To be done
a) Copy everything in the passage about China from "Rachman’s doesn’t need" down to "the U.S. government.".
b) List every person named in the passage about China, one entry per person.

Rachman’s doesn’t need much introduction because these days its message is standard, and it might be true: Asia (and particularly China) up, the West receding. Minzner’s is a minority report about “eye-popping contradictions for the vanguard of the proletariat,” with 160 of China’s wealthiest in the Communist Party Congress, or the national legislature, and their total worth—about $221 billion—20 times greater than the total worth of the 660 top officials in the U.S. government.

Minzner notes a surge in Chinese debt and a “potentially dramatic slowdown in economic growth.” He notes that early in this century “a generation of crusading and muckraking journalists arose,” but Xi Jinping has cracked down while simultaneously becoming known as “Papa Xi,” as Stalin was known as “Uncle Joe.” Minzner describes “the closing of the Chinese dream,” as colleges admit urban youth with expensive private tutors and freeze out rural or migrant students who have “spent winters shivering in an unheated, dilapidated classroom.”

Extracted data
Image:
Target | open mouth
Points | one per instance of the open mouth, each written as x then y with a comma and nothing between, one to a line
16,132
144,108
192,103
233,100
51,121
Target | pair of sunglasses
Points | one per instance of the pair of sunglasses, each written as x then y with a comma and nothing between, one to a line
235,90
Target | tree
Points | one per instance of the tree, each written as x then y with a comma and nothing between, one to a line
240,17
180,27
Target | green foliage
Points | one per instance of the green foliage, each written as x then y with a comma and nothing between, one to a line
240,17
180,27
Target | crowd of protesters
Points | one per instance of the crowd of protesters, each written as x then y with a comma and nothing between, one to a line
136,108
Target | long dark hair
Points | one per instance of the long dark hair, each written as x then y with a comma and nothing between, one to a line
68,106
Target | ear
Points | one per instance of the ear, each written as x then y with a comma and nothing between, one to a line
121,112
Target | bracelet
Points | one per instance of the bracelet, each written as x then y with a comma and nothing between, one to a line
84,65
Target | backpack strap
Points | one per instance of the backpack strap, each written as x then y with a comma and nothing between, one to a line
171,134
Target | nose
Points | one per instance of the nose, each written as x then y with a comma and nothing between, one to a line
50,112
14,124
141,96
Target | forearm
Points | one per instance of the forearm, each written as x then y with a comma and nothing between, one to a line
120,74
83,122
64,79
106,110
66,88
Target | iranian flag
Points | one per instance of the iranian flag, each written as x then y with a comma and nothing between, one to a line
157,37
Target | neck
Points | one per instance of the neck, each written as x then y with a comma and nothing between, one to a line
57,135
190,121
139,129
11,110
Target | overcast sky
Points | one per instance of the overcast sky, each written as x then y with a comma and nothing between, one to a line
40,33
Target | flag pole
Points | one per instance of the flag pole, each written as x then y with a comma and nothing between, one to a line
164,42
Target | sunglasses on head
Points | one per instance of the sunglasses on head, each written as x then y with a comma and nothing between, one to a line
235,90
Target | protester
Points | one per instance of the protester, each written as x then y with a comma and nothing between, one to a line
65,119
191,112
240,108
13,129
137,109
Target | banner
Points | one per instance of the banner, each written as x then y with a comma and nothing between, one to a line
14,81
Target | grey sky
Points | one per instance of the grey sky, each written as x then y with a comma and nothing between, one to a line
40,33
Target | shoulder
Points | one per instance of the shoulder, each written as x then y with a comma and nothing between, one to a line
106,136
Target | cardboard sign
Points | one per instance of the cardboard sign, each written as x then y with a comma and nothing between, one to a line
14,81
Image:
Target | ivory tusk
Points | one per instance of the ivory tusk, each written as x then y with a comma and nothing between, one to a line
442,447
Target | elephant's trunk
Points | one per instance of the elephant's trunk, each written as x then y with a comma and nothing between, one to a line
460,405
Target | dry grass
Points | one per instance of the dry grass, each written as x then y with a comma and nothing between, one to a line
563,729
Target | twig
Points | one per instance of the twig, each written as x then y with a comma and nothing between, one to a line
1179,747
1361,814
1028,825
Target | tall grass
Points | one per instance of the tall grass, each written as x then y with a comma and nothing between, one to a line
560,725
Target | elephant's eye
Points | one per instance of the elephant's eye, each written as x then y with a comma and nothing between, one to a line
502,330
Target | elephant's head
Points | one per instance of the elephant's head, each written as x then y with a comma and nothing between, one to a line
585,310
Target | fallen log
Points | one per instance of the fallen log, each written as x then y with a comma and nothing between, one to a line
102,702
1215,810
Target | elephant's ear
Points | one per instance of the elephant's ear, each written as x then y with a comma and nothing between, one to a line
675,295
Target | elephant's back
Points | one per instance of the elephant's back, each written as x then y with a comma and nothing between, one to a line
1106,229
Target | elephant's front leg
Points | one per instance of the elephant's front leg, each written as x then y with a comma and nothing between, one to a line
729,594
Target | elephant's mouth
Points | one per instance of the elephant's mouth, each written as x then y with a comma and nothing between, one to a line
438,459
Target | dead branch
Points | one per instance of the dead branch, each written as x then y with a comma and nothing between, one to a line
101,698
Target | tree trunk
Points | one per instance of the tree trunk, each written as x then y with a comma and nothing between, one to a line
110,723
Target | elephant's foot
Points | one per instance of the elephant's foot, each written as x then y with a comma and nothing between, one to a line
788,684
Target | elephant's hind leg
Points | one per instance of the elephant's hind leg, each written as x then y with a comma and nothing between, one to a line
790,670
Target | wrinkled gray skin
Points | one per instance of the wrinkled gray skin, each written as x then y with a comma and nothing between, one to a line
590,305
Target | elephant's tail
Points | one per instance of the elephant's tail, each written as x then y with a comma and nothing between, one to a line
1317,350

The answers
a)
Rachman’s doesn’t need much introduction because these days its message is standard, and it might be true: Asia (and particularly China) up, the West receding. Minzner’s is a minority report about “eye-popping contradictions for the vanguard of the proletariat,” with 160 of China’s wealthiest in the Communist Party Congress, or the national legislature, and their total worth—about $221 billion—20 times greater than the total worth of the 660 top officials in the U.S. government.

b)
Rachman
Minzner
Xi Jinping
Stalin